In the lines below, count those containing the word "green" and give the number alone.
*** ENTRIES SHOWN Section Begins ***
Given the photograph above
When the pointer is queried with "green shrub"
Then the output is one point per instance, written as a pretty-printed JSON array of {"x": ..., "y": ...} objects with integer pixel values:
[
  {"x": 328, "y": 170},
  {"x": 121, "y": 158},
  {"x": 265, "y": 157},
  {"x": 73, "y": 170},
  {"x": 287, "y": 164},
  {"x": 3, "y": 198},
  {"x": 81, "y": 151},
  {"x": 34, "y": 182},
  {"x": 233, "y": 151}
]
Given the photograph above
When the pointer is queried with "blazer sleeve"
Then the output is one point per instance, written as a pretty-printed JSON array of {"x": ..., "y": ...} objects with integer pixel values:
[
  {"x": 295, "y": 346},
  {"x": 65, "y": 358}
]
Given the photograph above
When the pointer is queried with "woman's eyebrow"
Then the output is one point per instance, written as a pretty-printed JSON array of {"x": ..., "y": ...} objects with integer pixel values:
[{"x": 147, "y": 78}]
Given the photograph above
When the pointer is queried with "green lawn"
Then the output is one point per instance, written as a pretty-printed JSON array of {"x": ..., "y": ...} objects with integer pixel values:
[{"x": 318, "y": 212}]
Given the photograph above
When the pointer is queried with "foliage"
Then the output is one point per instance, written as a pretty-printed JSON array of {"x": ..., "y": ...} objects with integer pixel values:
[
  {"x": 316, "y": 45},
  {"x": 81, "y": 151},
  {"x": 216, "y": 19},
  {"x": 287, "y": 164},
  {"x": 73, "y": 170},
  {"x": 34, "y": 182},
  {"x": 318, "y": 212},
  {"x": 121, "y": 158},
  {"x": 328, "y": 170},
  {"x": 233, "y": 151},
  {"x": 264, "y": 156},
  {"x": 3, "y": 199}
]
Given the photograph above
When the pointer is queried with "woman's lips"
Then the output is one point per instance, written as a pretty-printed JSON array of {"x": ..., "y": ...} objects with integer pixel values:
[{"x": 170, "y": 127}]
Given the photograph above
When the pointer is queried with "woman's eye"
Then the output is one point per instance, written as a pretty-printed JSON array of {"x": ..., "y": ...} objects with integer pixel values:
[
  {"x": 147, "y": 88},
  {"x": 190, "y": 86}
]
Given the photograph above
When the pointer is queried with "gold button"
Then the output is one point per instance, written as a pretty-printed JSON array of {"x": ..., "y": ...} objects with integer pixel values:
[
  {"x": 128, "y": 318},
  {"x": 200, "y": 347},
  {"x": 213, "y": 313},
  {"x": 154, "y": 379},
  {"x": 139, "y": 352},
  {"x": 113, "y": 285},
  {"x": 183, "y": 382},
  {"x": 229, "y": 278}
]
*** ENTRIES SHOWN Section Ends ***
*** ENTRIES SHOWN Section Begins ***
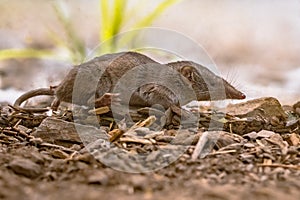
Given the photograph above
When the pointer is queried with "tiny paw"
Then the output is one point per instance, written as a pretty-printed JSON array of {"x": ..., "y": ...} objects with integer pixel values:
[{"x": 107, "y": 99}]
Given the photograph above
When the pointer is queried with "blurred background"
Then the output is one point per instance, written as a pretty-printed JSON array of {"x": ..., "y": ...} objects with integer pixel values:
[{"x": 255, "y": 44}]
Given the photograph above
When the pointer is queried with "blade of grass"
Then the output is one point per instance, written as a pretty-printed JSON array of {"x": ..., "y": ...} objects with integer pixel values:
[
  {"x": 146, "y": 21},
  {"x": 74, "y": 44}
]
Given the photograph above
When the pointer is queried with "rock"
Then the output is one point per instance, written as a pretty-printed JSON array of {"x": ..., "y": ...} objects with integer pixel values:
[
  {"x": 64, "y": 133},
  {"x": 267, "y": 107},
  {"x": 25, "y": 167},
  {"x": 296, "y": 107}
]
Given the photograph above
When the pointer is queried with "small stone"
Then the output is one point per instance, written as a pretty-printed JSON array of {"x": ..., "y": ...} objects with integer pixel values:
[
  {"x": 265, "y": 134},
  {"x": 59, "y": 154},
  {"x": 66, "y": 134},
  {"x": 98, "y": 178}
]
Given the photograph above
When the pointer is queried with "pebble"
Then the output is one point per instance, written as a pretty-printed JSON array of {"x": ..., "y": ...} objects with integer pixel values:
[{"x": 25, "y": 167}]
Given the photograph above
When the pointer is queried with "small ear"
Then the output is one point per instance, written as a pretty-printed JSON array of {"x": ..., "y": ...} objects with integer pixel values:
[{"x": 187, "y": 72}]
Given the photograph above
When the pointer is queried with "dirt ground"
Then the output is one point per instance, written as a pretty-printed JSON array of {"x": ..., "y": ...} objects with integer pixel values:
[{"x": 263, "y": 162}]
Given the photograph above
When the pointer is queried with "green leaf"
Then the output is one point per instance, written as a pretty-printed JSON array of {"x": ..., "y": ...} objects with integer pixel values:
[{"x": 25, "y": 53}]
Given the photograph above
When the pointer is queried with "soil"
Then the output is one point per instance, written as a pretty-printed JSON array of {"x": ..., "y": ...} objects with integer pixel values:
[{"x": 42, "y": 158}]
*** ENTRIES SHOWN Section Ends ***
> [WORKED SOLUTION] 3